* _To do_:
- A) In the article on somatic mutations in neurologic disease, list the outcomes that Annapurna Poduri says genetic mutation leading to variants in the brain can produce.
- B) According to the article on somatic mutations in neurologic disease, what position does the plenary co-chair Sattar Khoshkoo hold?

* _Text segment_:
Mutations Under the Radar: A Patchwork of Somatic Variation May Drive Neurologic Disease
The ANA2022 plenary session, “Emerging Role of Somatic Mutations in Neurology,” will take place Monday, October 24, 2022, from 8:45 to 10:45 a.m. Register now to attend the Annual Meeting in Chicago!
New treatment pathways for disorders like epilepsy are coming into view thanks to a revolution in genomics. A novel area of genomics involves somatic mutations: post-zygotic genetic changes that result in genetic variants that may be present in only part of the body or brain. Somatic mutation is the subject of an ANA2022 plenary session highlighting its role in the genesis of non-cancer neurological disorders, including both neurodevelopmental and neurodegenerative disease.
We spoke with plenary chair Annapurna Poduri, MD, MPH, Director of the Epilepsy Genetics Program at Boston Children’s Hospital, and co-chair Sattar Khoshkoo, MD, Instructor in Neurology at Brigham and Women’s Hospital.
How does emerging knowledge about somatic mutation change how we understand neurological disease?
Annapurna Poduri: Most physicians think somatic mutation equals cancer. Yet the same phenomenon of genetic mutation leading to variants located in the brain can give you non-cancer developmental abnormalities, brain malformations, and changes later in life.
When we started looking at brain tissue from children with epilepsy compared to, for example, their blood, we found some really big genetic differences. We’ve found that the same phenomenon that happens in cancer has happened early in the brain: a mutation during development leads to abnormal, variant-positive cells in a region of the brain, which becomes seizure-generating. The cancer-meets-neurology part is new.

* _Data section_:
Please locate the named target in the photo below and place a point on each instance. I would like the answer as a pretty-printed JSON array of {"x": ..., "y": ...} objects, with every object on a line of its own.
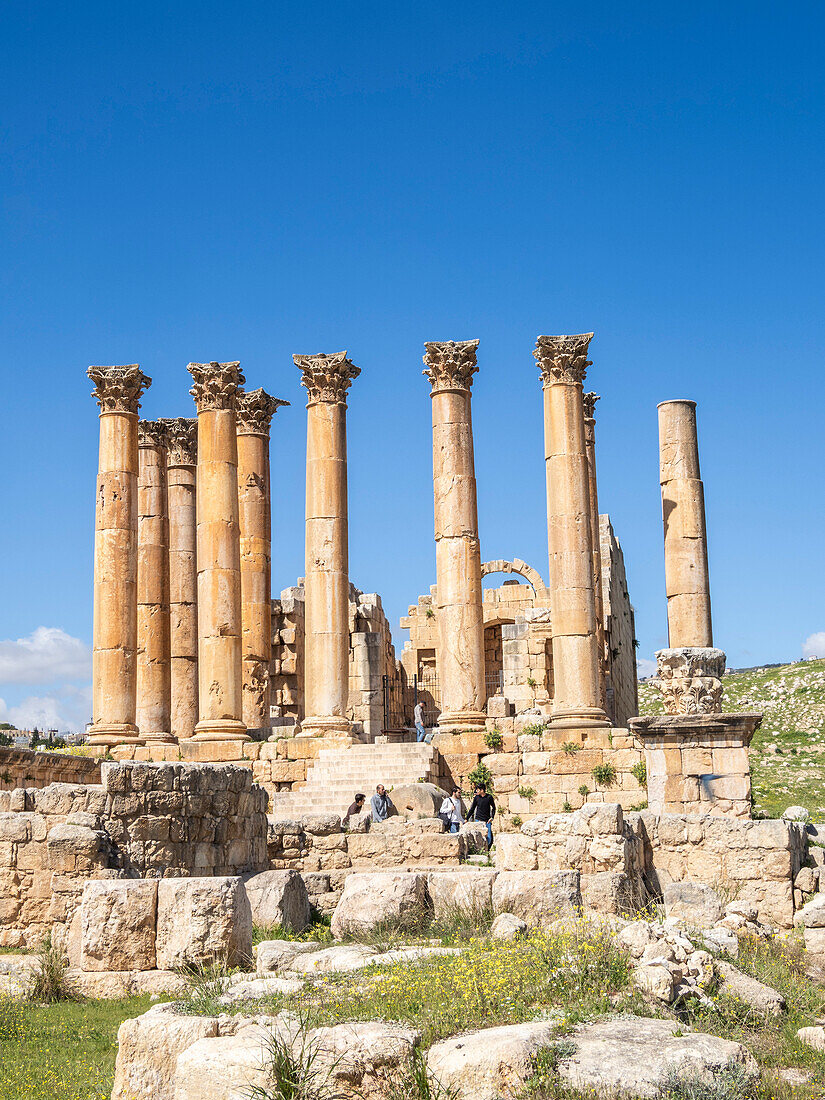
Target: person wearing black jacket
[{"x": 483, "y": 809}]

* _Exercise answers_:
- A)
- Non-cancer developmental abnormalities
- Brain malformations
- Changes later in life

- B) Instructor in Neurology at Brigham and Women's Hospital.